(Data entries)
★ ★ ★ ★
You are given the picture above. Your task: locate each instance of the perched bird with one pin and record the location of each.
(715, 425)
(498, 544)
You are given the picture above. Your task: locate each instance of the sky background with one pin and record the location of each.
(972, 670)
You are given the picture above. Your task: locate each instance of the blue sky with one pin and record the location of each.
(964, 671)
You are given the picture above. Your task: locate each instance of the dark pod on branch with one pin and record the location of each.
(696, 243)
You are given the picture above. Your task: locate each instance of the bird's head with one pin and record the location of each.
★ ★ ★ ★
*TASK GOAL:* Extract all the entries word for word.

*RESULT FOR THIS EXERCISE:*
You are given the picture above. Your task: locate each instance of the perched bird with one pin and record the location of each.
(715, 425)
(498, 544)
You are given the picture above. Your task: locate each instance of the sky background with one pin and record the location of each.
(972, 670)
You are given the picture above. Your task: locate each instance of the blue sky with one pin and record the location of each.
(964, 671)
You are given the picture above. Your task: locate each instance of the dark pod on branch with one pin and record the location of each.
(696, 243)
You are given the picture above. Your task: locate each instance of the bird's head with one pin and record the location of each.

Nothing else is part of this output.